### [Data supplied]
[START]
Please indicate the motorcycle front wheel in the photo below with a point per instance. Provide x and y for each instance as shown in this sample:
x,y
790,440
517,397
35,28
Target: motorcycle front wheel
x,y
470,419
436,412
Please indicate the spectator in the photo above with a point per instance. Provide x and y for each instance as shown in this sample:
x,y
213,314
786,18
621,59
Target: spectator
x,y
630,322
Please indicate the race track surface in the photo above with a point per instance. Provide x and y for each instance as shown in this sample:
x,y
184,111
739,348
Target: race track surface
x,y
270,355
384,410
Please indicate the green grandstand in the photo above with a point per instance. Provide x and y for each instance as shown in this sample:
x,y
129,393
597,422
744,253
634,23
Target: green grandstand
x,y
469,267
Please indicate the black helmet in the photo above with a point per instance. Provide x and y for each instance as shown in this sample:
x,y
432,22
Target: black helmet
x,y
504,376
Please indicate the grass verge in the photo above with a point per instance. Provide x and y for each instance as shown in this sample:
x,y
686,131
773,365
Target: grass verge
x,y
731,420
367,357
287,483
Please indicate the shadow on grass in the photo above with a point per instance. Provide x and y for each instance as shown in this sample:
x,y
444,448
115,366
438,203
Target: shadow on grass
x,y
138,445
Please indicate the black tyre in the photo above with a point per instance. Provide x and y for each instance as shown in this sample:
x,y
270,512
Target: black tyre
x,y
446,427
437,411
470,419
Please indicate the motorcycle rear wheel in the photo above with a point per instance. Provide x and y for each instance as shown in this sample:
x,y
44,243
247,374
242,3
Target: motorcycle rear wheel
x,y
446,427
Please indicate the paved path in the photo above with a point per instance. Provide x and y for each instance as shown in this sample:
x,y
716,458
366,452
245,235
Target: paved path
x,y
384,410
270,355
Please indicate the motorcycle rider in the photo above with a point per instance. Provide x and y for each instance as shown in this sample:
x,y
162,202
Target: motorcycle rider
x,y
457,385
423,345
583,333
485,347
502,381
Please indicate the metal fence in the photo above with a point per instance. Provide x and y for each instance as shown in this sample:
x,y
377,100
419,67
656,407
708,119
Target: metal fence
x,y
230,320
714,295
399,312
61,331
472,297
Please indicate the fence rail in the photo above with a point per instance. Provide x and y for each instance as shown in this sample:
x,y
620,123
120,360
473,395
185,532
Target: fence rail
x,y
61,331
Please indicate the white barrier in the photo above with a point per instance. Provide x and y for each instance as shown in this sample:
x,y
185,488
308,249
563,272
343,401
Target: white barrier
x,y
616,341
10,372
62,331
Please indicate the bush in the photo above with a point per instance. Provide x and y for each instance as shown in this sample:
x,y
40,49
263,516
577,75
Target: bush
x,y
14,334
[END]
### [Directive]
Please copy out word for word the stretch of the material from the line containing "Please indicate the motorcycle rear" through the last line of the material, including both ends.

### [Complete output]
Please indicate the motorcycle rear wheel in the photo above with a point per instance. Provide x and y for each instance as shown in this sample:
x,y
44,243
247,374
242,3
Target: motorcycle rear wheel
x,y
446,427
Please indicate the paved path in the photo above with a point per instance. Provide x and y for each instance as shown in this sample:
x,y
716,458
366,452
245,235
Target: paved path
x,y
384,410
270,355
Please indicate the motorcycle rider in the photo above with a point per instance. Provide x and y for each instance as shown in this sample:
x,y
162,202
Target: motorcycle rider
x,y
457,385
423,345
583,333
485,347
502,381
Please indicate the metal fence in the photo above with a point per instance. Provide x and y for each instance as shown in this sample:
x,y
377,100
419,67
656,407
708,119
Target: metal fence
x,y
230,320
714,295
399,312
61,331
472,297
Please indicate the fence rail in the photo above with a point per instance. Provide x and y for each instance as shown in this sample:
x,y
620,123
120,360
473,395
185,532
Target: fence rail
x,y
61,331
Please indicate the white barrier in the photo above with a point per instance. Provide x and y for each instance as shown in this sample:
x,y
185,488
308,249
563,272
343,401
Target: white barrier
x,y
616,341
10,372
62,331
Please indicate the bush in the photo above with a point per instance. Provide x and y for each instance as shown in this sample:
x,y
40,49
263,516
577,75
Target: bush
x,y
14,334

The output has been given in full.